* _What is required_: Below are some records. Say how many of their lines include the string "hair", giving only the number.
+--
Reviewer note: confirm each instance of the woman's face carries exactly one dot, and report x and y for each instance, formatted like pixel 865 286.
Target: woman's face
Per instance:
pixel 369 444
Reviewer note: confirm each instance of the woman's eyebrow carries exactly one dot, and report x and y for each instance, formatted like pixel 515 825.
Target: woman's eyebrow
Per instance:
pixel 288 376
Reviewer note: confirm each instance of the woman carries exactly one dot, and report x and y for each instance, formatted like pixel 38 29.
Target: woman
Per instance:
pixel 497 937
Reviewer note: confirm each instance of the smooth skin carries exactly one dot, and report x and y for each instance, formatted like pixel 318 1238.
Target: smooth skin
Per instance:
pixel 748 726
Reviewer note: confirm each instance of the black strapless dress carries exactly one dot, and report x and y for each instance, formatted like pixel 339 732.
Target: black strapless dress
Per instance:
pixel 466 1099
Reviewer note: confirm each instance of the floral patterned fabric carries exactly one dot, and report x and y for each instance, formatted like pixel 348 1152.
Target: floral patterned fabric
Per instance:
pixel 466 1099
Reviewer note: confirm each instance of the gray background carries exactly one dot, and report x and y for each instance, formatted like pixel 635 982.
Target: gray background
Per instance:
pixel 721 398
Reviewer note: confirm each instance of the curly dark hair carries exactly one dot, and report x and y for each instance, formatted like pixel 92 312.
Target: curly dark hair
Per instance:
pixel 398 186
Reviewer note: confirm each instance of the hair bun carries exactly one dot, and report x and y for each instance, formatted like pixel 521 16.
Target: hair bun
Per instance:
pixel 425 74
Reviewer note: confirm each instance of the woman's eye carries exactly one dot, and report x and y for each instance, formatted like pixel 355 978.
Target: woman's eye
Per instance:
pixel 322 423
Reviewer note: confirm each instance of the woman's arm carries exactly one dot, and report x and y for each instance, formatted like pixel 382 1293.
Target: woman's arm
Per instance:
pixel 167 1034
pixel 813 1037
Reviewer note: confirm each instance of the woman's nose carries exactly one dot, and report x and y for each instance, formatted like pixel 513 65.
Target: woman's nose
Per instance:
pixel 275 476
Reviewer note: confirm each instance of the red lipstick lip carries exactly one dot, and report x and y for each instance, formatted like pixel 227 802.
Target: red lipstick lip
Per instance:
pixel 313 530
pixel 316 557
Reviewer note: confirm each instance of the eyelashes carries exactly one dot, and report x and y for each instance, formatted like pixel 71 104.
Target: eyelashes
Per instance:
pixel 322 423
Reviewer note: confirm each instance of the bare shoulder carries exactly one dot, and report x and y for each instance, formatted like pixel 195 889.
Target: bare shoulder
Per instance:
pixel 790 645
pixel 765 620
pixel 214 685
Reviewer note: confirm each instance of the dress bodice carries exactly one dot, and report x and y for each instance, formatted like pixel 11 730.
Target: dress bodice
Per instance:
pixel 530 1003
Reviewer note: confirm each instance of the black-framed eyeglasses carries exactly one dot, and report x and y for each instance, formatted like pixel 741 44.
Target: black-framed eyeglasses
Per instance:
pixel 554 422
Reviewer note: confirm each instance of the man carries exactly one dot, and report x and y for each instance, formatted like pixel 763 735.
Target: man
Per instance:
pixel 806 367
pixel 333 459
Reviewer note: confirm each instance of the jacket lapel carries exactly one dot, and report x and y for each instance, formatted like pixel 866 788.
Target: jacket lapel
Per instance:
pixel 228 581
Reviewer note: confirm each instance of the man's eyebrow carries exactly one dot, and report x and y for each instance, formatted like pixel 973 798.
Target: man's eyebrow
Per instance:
+--
* _Task solution_: 4